YOUR GOAL
Print each of the entries below verbatim, line for line, without altering anything.

Region annotation entries
====

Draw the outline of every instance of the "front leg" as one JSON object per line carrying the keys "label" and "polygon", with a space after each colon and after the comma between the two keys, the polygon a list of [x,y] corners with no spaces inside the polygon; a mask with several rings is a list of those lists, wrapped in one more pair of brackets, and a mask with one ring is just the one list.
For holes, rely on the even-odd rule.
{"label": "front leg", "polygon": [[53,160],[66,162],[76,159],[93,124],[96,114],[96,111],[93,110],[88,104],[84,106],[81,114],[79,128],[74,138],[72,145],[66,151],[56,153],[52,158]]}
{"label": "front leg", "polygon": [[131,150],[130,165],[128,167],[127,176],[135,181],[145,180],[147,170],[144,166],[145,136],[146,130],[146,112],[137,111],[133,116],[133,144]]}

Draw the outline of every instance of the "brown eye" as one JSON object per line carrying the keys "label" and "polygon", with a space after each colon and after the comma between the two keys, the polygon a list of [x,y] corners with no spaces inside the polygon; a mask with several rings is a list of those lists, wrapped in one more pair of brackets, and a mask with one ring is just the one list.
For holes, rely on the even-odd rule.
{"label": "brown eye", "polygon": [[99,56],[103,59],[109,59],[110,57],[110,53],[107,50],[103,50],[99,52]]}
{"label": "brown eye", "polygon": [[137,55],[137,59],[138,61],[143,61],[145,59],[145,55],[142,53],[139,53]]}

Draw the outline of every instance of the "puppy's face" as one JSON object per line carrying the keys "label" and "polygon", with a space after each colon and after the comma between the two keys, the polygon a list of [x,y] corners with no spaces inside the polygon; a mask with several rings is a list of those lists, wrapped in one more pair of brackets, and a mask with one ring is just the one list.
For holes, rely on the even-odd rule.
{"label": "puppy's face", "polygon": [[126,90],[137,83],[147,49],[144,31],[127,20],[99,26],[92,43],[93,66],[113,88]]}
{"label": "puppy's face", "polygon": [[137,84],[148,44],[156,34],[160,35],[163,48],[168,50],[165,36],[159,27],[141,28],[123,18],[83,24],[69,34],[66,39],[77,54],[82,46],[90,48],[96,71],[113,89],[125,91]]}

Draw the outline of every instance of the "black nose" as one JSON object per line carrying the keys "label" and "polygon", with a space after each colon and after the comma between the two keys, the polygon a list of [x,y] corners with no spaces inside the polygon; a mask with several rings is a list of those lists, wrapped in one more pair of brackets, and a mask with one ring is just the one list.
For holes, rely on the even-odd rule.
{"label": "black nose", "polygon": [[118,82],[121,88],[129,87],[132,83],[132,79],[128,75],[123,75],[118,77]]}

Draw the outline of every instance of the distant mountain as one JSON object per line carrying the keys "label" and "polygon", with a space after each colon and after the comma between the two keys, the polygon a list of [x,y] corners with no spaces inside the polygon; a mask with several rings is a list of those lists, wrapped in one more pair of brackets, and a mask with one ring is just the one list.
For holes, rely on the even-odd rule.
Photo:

====

ANSWER TO THE TASK
Draw the outline of every instance of the "front leg" as one JSON object per line carrying the keys "label" and "polygon", with a space after each colon and after the comma between the two keys, the polygon a list of [x,y] corners with no spaces inside the polygon; a mask with several rings is a list of those lists, wrapped in one more pair of brackets, and a mask with one ring is just the one list.
For holes, rely on the even-odd rule.
{"label": "front leg", "polygon": [[53,160],[66,162],[76,159],[93,124],[96,114],[96,111],[93,110],[88,104],[84,106],[81,114],[79,128],[74,138],[72,145],[66,151],[56,153],[52,158]]}
{"label": "front leg", "polygon": [[131,150],[130,165],[128,167],[127,176],[135,181],[145,180],[147,170],[144,166],[145,136],[146,130],[146,112],[137,111],[133,116],[133,144]]}

Draw the outline of every instance of the "brown eye" as one JSON object per line carrying the keys "label" and "polygon", with a space after each colon and after the comma between the two keys, the polygon a list of [x,y] corners with no spaces inside the polygon; a mask with several rings is a list of those lists, wrapped in one more pair of brackets, and a mask with one ring is just the one list.
For holes, rely on the even-odd rule.
{"label": "brown eye", "polygon": [[99,56],[103,59],[109,59],[110,57],[110,53],[107,50],[103,50],[99,52]]}
{"label": "brown eye", "polygon": [[137,55],[137,59],[138,61],[143,61],[145,59],[145,55],[142,53],[139,53]]}

Draw the outline of every instance of the "puppy's face" as one JSON object per line carrying the keys "label" and "polygon", with a space after each colon and after the comma between the two keys, the polygon a list of [x,y] corners with no spaces inside the polygon; a mask with several rings is a list of those lists, wrapped in one more pair of brackets, and a mask with one ring is just the one list.
For holes, rely on the even-odd rule.
{"label": "puppy's face", "polygon": [[126,90],[137,83],[147,49],[144,31],[127,20],[99,26],[92,43],[93,66],[113,88]]}
{"label": "puppy's face", "polygon": [[137,84],[148,44],[156,34],[160,35],[163,48],[168,50],[165,36],[159,27],[141,28],[123,18],[83,24],[69,34],[66,39],[77,54],[82,46],[90,48],[96,71],[113,89],[125,91]]}

Draw the outline of every instance of the "black nose" as one JSON object per line carrying the keys "label" and "polygon", with a space after each colon and after the comma between the two keys, the polygon a list of [x,y] corners with no spaces inside the polygon; a mask with several rings is a list of those lists, wrapped in one more pair of brackets, and a mask with one ring is just the one list.
For holes, rely on the even-odd rule.
{"label": "black nose", "polygon": [[118,82],[121,88],[129,87],[132,83],[132,79],[128,75],[123,75],[118,77]]}

Draw the outline of every instance of the distant mountain as one JSON object per line carrying the keys "label" and "polygon", with a space after each colon and after the comma between the two keys, the polygon a list of [x,y] corners with no spaces inside the polygon; a mask with several rings is a list of those lists, wrapped in one more pair of brackets, and a mask with one ring is just the one list.
For holes, rely on the even-odd rule.
Photo:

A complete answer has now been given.